▶ [Selected passage]
= = = = = = =

One aim is to determine how well the signal will travel through leafy canopies. So far, at the station, they have buried tags adjacent to drip lines down to 2.5 feet and are getting accurate soil readings. 

Northwest irrigation experts lauded the idea — precision irrigation is indeed expensive — but had many questions.

Chet Dufault, a grower who uses automated irrigation tools, likes the concept but balked at the labor needed to bring the sensor into proximity of the tag. 

“If you’re having to send someone or yourself … you can stick a soil probe in 10 seconds just as easy,” he said.

Troy Peters, biological systems engineering professor at Washington State University, questioned how soil type, density, texture and bumpiness affect readings and whether each location would need to be individually calibrated.

“It’s still interesting,” Peters said. “I sincerely hope they can make something work.”

Indeed, soil moisture monitoring can get expensive.

Probes that measure every 4 or 6 inches to a depth of 3 feet can cost $2,000 in today’s market, said representatives of Phytech and Semios, two companies offering data services in the Northwest tree fruit industry.

= = = = = = =

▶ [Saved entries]
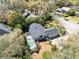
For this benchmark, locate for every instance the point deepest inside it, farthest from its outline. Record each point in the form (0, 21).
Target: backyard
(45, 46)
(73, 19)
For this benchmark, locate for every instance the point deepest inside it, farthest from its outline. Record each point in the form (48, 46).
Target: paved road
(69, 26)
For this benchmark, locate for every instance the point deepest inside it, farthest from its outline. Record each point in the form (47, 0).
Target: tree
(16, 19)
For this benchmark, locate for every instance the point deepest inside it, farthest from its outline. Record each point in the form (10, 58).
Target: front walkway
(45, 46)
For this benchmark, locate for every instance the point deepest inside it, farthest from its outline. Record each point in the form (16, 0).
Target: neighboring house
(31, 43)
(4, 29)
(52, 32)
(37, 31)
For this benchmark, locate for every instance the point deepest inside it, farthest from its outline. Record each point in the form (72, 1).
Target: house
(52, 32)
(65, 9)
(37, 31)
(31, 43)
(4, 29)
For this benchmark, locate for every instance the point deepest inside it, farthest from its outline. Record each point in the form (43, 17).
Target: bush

= = = = = = =

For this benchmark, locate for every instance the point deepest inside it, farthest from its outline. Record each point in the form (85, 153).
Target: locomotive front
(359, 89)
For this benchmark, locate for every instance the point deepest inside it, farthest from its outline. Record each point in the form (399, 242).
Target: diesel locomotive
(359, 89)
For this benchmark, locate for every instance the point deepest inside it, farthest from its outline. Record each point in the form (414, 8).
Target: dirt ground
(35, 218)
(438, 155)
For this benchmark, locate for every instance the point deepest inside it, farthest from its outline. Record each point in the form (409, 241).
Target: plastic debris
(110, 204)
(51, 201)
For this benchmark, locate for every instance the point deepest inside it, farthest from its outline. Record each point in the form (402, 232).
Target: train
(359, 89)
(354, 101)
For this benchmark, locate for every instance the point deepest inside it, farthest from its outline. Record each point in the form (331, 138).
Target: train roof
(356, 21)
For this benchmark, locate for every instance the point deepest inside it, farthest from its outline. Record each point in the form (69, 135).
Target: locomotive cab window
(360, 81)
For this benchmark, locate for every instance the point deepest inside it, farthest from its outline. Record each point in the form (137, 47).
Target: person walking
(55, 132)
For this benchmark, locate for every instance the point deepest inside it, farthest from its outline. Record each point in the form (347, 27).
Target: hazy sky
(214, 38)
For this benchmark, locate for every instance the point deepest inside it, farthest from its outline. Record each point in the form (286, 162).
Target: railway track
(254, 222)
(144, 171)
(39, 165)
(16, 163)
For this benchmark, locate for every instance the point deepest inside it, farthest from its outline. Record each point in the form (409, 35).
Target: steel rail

= = = = = = =

▶ [Exercise 1]
Using the article on buried soil-moisture tags, answer these:
(a) How deep have the tags been buried at the station?
(b) According to Chet Dufault, what can be done in 10 seconds?
(c) What can probes that measure every 4 or 6 inches to a depth of 3 feet cost in today's market?
▶ [Exercise 2]
Write the next few sentences of the article on buried soil-moisture tags, picking up after its final sentence.
The saved entries have nothing to do with this.

▶ [Exercise output 1]
(a) Down to 2.5 feet, next to drip lines.
(b) Sticking a soil probe in the ground.
(c) $2,000.

▶ [Exercise output 2]
A few growers buy their own equipment, according to Iftach Shalev Rosenbach, Pacific Northwest regional sales manager for Phytech, an Israel-based ag data service company. But most of his clients opt for a service plan that involves renting a combination of soil probes, tree and fruit dendrometers and weather sensors, as well as the data analytics that come with the plan. Hundreds of sensors, installed and maintained by company technicians, communicate by radio with a single receiver powered by a solar panel up to 1,500 feet away, which then transfers data to the cloud. Battery life is not a problem, because those technicians visit each sensor at least once a year.

Probes are expensive when standing alone, but the value comes in the data analytics and maintenance service, Shalev Rosenbach said. 

“It’s very complicated,” he said. “It’s not only about the cost sometimes.”

Josephson’s prototypes hearken back 30 years, said Ben Smith, technical irrigation specialist for Semios. He remembers gypsum block probes costing about $25 each, buried with exposed wires that a worker would physically plug into a handheld data logger.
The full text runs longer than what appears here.